- **What is being asked**:
Scan the lines below for the string "umbrella" and copy every one that has it.

- **Supplied information**:
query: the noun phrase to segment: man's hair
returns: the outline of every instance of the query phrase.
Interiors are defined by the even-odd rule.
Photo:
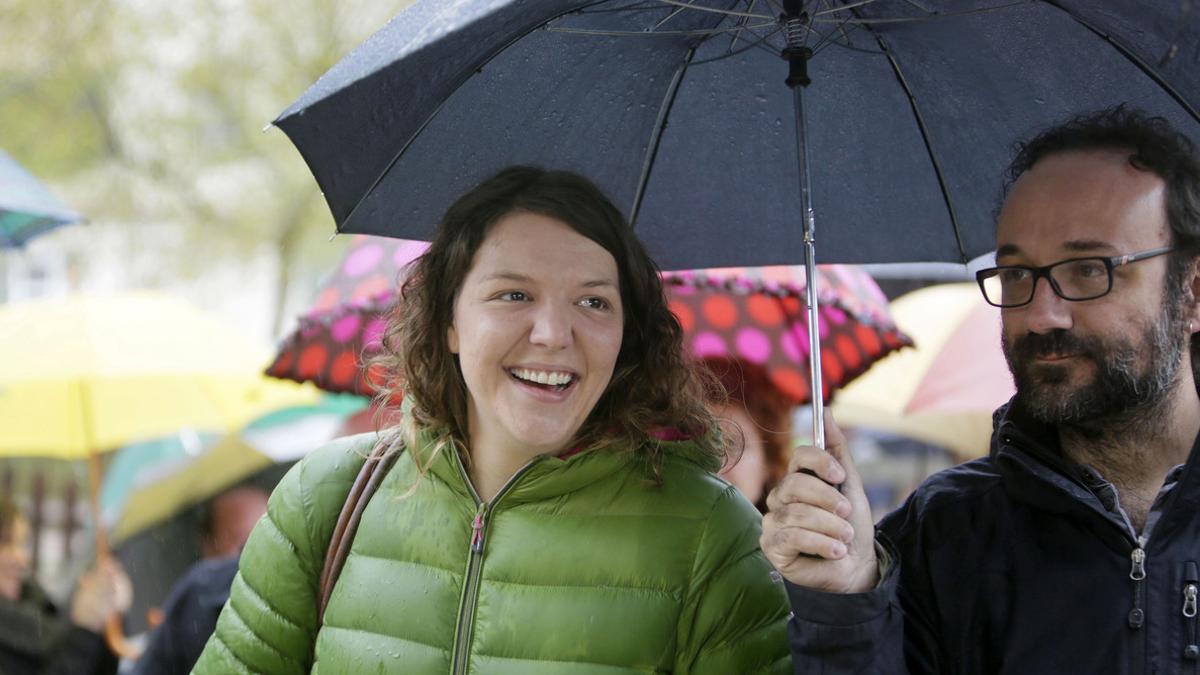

...

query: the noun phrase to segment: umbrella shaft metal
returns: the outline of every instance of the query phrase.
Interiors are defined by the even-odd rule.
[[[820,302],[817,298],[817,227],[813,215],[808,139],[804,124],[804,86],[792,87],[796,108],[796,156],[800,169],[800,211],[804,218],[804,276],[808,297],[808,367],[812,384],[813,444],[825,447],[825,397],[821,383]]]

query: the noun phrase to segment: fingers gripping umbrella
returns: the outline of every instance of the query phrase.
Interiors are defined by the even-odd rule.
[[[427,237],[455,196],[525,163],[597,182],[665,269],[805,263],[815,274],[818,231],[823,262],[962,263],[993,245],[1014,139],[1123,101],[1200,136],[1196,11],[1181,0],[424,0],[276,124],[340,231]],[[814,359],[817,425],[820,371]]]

- **Written response**:
query: the noun phrase to segment: umbrella shaft metal
query: the noun phrase to segment: fingers gripping umbrella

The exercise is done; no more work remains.